La Memoria si alleni, ma sia sempre la Verità a salire sul podio più alto. Che sensazione strana, e molto più del precedente 25°. In Italia campeggia questa pessima consuetudine socio-mediatica della memoria che fa il salto della cavallina a cinque anni alla volta. Un mese, una settimana, il giorno che cade, poi la rincorsa si ferma.
Fra qualche ora molte televisioni e quasi tutti i giornali riavvolgeranno il canapo marinaro dimenticato nei fondali dell’oblio rimuovendo l’ancora dalle sabbie ataviche e spronando le vele al vento dei ricordi di quella sera di maggio, quando un pallone prese le sembianze del clown, rimbalzando beffardo a pochi metri dai corpi nel cimitero dell’Heysel.
Ritorneranno così le immagini televisive dai colori sbiaditi del 29 maggio 1985 a Bruxelles e soltanto lo strazio è rimasto intatto anche per chi ha tinto i capelli di argento. Qualcuno di loro li ha già raggiunti, altri hanno combattuto e magari vinto sopravvivendo ad un dolore scorpione, al suo veleno che paralizza i giorni. Familiari delle vittime, silenziosi e dignitosi, in tutti questi anni gli unici a poter parlare, gli ultimi ad essere interpellati da chi si iscrive alla sarabanda della presunzione. Non mi dispiace di non accodarmi alla nenia, talvolta ipocrita e meschina, del coro bianco dei soloni di una desolante assuefazione a fatti che ancora urlano vendetta, alla misconoscenza delle verità storiche e processuali. Si può stendere un sudario pietoso sui particolari più truci, ma non certamente rinunciare all’identificazione delle responsabilità di quanti furono gli artefici o colposamente sodali della carneficina di 39 innocenti.
Lascio alla scrittura dei mestieranti le emozioni da prefiche, le morali semplicistiche da trenta denari. Dico solo che il male supremo non è tanto quella coppa di acciaio, ma negli occhi di chi ancora oggi non prova vergogna a risollevarla, giustificandosi dietro il paravento della compensazione. E allora comprendi perché è stata conservata frettolosamente nella bambagia, come un primogenito cieco dalla nascita che resterà a vita nella sua immeritata tenebra. Inutile muovergli sonagli, non vi sorriderà mai.

▶ [Completa quanto segue]:
**1.** Indica se ciascuna affermazione concorda con il testo sull'Heysel. Rispondi sì o no e cita fra virgolette le parole del testo che lo stabiliscono.
(a) La sera ricordata è quella del 29 maggio 1985 a Bruxelles.
(b) Gli innocenti morti nella carneficina furono 49.
(c) In Italia la memoria di questi fatti si rinnova ogni anno.
**2.** Trascrivi dal testo sull'Heysel il brano che comincia con "Fra qualche ora" e prosegue fino a "nel cimitero dell’Heysel.".
**3.** Nel testo sull'Heysel, chi sono stati in tutti questi anni gli unici a poter parlare?

▶ [Dati]:
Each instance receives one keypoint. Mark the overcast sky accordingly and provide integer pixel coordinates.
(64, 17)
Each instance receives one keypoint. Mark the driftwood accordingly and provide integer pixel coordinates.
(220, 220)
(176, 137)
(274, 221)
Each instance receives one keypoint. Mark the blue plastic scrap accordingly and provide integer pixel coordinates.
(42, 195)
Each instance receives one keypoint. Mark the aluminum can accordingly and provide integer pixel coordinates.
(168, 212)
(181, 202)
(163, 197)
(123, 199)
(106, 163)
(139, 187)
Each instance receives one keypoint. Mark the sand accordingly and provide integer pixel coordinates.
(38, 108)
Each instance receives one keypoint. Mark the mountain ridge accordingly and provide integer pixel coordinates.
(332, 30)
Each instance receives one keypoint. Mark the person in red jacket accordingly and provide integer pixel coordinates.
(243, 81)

---

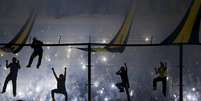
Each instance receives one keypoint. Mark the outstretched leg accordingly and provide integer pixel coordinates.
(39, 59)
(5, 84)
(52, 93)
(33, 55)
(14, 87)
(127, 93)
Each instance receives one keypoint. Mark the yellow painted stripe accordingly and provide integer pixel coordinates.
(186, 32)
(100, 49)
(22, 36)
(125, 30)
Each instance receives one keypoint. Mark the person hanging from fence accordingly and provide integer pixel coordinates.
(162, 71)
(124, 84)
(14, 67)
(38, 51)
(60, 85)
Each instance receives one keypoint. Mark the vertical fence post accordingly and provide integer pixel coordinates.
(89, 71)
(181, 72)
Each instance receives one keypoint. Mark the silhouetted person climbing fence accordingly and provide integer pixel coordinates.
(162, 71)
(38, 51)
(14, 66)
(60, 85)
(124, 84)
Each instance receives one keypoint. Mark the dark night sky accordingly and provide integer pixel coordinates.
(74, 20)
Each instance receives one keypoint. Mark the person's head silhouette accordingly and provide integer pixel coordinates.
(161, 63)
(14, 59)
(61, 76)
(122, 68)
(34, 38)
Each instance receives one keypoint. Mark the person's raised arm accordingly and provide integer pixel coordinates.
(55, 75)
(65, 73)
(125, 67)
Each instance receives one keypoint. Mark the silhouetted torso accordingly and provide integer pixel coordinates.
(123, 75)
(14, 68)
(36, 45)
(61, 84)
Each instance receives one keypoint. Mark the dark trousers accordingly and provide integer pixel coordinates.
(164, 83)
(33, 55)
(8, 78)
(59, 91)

▶ [Risultati delle consegne]:
**1.**
(a) Sì: «del 29 maggio 1985 a Bruxelles»
(b) No: «della carneficina di 39 innocenti»
(c) No: «la memoria che fa il salto della cavallina a cinque anni alla volta»

**2.**
Fra qualche ora molte televisioni e quasi tutti i giornali riavvolgeranno il canapo marinaro dimenticato nei fondali dell’oblio rimuovendo l’ancora dalle sabbie ataviche e spronando le vele al vento dei ricordi di quella sera di maggio, quando un pallone prese le sembianze del clown, rimbalzando beffardo a pochi metri dai corpi nel cimitero dell’Heysel.

**3.** I familiari delle vittime.